### [Textblock]
* * * * * * *

Anfang und Ende des Dritten Weges

Noch einmal steht der Bundestag im Mittelpunkt des Geschehens. Politisch spitzt sich die „Flüchtlingskrise“ zu. Nach den Ausführungen in den vorigen Kapiteln ist es eigentlich nicht möglich, das Entstehen rechtsextremer Wirkungskreise aus der Logik des Fluchtgeschehens zu erklären. Die politische Ausbeutung von Angst vor den „Eindringlingen“ durch die erstarkte AFD und ihren Helfershelfern motiviert M, eine politische Orientierung zu finden, in der ein starker Staat das Land vor zu vielen Flüchtlingen schützen, zugleich die Ausbreitung des Rechtsextremismus stoppen soll. Er entfernt sich von den Fraktionsvorgaben seiner Partei und stilisiert sich zu einem Politiker eines dritten Weges. Mit seiner Zentrierung auf seine Person und seiner Unfähigkeit zu einer politischen Kommunikation scheitert er. Seine parlamentarische Karriere geht zu Ende und die Grundlagen seiner politischen Existenz zerbrechen.

* * * * * * *

### [Gegebene Daten]
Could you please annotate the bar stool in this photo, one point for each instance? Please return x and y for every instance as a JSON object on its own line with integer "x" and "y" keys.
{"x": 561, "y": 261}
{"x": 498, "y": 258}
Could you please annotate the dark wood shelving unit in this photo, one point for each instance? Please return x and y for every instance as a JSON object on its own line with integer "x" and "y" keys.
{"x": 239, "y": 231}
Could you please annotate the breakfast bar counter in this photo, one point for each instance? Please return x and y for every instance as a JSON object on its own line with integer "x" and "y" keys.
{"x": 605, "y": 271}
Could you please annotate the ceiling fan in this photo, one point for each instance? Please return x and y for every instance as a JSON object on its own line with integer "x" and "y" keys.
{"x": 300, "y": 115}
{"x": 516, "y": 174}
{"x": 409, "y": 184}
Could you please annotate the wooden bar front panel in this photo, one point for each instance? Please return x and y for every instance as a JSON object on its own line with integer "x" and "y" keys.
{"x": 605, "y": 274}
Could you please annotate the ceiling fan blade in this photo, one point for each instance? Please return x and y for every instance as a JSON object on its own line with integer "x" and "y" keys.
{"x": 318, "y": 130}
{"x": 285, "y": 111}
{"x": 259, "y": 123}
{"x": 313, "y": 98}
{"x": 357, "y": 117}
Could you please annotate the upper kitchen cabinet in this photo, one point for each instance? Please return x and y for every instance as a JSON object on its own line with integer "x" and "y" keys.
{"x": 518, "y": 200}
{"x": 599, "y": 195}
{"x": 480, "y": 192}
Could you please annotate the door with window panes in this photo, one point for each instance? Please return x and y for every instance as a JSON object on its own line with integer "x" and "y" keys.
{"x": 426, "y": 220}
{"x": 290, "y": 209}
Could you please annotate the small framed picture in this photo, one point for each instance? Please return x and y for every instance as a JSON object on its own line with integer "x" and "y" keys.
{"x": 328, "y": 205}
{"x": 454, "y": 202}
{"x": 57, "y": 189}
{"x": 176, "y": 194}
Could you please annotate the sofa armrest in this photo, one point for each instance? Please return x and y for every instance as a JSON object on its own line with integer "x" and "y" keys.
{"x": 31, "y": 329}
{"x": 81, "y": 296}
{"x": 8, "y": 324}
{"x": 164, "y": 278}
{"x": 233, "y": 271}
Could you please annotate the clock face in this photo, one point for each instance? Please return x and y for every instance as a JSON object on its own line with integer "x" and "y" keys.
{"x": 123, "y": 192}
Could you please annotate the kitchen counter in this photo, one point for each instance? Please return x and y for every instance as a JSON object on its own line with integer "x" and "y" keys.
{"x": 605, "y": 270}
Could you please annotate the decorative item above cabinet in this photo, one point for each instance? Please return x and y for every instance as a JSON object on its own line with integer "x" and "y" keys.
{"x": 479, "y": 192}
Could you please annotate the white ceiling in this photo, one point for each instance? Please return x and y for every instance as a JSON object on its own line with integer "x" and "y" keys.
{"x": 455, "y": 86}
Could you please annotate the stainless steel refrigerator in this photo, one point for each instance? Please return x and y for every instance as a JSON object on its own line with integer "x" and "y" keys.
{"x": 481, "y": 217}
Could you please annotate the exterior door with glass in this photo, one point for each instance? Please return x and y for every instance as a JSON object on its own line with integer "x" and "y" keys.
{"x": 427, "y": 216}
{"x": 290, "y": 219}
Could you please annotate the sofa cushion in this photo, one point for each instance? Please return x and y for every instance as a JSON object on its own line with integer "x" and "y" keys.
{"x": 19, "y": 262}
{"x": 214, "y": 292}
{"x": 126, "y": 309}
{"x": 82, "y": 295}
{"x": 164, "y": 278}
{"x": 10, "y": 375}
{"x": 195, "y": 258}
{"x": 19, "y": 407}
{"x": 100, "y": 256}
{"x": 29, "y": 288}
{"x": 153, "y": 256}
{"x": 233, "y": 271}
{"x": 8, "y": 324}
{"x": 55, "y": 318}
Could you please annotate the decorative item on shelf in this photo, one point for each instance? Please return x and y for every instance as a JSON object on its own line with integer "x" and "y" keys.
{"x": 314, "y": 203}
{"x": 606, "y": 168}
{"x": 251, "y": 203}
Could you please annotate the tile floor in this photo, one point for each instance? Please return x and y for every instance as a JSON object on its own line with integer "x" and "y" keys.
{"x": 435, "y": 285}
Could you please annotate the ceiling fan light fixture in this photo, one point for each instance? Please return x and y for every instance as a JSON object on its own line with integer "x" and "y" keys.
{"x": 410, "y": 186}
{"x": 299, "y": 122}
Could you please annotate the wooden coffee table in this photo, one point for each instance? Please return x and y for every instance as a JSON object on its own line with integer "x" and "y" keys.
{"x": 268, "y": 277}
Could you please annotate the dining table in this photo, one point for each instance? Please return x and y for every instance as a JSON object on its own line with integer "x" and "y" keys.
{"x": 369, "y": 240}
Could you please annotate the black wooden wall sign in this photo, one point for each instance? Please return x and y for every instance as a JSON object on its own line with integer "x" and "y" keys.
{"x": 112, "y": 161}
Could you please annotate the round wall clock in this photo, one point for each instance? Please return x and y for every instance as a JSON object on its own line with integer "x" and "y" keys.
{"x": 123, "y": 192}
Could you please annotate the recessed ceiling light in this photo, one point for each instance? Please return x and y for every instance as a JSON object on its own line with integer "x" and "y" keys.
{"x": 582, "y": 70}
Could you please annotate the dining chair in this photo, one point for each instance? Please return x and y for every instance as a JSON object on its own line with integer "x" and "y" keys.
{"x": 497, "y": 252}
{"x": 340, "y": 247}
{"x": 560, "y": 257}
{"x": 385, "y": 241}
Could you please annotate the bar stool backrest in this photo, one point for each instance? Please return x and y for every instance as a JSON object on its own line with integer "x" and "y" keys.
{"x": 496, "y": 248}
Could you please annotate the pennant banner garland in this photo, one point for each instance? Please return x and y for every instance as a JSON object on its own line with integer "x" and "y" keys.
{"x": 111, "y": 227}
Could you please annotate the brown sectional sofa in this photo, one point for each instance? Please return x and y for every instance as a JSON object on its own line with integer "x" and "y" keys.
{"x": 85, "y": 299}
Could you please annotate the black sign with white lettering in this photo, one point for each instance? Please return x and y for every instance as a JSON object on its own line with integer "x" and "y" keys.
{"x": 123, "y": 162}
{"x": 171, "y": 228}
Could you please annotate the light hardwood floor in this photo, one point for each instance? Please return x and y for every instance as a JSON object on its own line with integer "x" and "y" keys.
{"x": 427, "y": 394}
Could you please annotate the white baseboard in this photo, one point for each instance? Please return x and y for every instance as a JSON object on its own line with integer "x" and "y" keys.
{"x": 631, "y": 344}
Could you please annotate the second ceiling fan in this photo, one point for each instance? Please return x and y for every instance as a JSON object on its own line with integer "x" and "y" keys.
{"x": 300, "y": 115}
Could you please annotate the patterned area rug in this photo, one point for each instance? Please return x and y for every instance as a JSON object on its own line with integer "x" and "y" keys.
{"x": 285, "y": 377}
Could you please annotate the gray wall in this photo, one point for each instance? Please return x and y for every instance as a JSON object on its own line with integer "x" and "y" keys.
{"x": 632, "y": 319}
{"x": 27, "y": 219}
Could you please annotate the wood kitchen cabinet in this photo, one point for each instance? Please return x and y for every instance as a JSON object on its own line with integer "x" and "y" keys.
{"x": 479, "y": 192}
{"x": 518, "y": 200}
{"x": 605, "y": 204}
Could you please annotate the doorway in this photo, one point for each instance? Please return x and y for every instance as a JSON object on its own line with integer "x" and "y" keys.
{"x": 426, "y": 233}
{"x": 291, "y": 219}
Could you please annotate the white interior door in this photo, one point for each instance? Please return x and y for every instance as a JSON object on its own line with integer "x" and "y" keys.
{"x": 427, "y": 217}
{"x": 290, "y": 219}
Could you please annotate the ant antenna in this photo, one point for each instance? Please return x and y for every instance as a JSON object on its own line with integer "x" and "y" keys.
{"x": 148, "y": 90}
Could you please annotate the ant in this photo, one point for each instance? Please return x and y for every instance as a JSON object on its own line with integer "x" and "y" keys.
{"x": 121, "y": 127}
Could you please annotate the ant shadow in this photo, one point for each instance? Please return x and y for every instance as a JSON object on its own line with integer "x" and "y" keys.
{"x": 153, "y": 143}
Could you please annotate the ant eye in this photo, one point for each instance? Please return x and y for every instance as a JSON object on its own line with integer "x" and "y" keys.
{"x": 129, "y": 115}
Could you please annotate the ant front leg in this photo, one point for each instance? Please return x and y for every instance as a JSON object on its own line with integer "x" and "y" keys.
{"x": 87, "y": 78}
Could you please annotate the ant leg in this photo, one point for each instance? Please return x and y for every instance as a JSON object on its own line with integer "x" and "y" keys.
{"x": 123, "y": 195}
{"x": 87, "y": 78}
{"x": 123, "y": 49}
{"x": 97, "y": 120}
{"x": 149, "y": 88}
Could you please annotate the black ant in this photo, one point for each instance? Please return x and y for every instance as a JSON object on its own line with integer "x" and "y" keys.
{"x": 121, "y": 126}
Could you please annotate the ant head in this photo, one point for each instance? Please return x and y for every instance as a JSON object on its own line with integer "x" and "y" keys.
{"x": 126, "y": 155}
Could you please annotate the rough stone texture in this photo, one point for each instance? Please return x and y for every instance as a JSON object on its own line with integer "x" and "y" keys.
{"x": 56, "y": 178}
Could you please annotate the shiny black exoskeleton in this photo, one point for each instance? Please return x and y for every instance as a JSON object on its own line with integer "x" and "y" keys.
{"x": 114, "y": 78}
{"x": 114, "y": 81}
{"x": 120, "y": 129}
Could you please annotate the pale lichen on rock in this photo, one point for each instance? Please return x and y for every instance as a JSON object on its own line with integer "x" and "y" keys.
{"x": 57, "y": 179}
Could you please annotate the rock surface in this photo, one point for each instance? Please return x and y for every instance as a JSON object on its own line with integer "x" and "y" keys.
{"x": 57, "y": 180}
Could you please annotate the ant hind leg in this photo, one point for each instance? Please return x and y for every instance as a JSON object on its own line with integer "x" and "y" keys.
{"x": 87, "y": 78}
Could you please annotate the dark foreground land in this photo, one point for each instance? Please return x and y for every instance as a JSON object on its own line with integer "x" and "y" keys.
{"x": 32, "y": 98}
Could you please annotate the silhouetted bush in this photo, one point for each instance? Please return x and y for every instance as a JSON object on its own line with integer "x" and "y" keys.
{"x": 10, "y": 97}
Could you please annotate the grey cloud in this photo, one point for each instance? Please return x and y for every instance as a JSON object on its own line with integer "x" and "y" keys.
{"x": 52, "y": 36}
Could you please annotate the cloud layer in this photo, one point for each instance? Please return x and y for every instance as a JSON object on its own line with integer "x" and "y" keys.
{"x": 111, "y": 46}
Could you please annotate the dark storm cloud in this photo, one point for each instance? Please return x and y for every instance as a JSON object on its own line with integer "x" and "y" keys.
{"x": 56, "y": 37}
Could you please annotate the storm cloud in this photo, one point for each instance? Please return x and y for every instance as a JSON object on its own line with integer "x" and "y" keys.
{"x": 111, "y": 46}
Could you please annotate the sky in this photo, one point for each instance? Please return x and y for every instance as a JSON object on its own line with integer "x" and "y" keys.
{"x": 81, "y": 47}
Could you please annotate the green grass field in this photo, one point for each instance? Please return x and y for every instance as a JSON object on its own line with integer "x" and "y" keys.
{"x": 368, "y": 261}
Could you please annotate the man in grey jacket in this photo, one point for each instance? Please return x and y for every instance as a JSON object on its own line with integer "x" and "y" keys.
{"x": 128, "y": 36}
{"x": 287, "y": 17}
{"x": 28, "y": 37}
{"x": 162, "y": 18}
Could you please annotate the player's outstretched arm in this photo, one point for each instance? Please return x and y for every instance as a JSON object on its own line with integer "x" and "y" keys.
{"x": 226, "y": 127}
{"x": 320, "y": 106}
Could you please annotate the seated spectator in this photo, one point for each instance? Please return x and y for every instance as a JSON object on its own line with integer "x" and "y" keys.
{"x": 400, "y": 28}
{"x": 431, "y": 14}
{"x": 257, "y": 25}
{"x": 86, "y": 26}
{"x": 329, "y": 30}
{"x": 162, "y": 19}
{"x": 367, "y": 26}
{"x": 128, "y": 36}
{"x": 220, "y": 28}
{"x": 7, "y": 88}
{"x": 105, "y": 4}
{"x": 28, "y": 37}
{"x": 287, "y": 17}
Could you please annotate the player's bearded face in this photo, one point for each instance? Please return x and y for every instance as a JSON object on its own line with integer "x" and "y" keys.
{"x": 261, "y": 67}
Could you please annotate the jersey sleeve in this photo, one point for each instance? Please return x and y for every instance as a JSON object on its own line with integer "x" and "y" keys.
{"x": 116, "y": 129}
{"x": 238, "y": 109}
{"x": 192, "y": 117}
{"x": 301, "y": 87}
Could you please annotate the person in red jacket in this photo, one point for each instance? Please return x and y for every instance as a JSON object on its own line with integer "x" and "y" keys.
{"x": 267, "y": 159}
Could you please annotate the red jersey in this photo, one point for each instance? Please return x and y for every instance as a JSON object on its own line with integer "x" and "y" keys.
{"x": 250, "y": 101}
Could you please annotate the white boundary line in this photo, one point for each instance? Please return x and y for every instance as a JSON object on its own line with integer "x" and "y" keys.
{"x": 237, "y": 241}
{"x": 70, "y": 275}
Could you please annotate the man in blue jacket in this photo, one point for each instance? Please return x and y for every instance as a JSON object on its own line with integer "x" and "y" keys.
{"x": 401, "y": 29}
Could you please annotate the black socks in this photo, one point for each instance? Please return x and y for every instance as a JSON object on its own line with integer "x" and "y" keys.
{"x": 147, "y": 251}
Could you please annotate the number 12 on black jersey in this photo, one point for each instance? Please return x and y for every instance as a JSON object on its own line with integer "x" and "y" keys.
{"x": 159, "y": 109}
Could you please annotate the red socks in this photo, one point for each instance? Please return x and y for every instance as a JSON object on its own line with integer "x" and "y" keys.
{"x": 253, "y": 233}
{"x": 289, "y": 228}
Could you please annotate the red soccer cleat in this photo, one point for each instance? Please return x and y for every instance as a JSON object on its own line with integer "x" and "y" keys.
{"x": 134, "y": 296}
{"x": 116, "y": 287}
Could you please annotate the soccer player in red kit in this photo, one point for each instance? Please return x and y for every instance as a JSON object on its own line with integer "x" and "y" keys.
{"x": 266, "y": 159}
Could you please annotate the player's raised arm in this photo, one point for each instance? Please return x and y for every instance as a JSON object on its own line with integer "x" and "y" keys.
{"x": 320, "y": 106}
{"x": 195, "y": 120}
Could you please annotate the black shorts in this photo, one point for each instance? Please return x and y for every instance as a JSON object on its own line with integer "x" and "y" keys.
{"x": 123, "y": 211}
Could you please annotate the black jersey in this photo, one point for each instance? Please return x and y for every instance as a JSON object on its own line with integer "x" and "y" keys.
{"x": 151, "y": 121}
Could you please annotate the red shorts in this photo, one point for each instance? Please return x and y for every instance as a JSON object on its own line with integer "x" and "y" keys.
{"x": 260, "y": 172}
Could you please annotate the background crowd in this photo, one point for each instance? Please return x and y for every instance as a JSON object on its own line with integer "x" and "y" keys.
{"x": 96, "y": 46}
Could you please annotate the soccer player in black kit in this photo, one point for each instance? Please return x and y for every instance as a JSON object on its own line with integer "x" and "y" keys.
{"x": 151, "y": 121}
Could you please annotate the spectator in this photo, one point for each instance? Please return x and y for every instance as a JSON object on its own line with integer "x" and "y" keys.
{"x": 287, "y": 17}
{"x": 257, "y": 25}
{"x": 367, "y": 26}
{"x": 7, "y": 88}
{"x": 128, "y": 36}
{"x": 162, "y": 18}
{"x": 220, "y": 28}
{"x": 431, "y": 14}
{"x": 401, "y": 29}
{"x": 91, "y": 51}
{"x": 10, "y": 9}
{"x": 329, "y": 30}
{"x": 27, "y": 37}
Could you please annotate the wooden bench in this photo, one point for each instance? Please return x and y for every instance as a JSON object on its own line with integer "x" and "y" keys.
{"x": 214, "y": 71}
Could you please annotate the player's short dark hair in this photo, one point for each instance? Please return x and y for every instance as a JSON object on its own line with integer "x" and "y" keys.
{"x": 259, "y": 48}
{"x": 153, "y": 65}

* * * * * * *

### [Kurze Aufgabe]
Beantworte anhand des Textblocks oben:
(a) Was motiviert M, eine neue politische Orientierung zu finden?
(b) Wovon entfernt sich M?
(c) Woran scheitert M?

### [Lösung]
(a) Die politische Ausbeutung von Angst vor den „Eindringlingen“ durch die erstarkte AFD und ihre Helfershelfer.
(b) Von den Fraktionsvorgaben seiner Partei.
(c) An seiner Zentrierung auf seine Person und seiner Unfähigkeit zu einer politischen Kommunikation.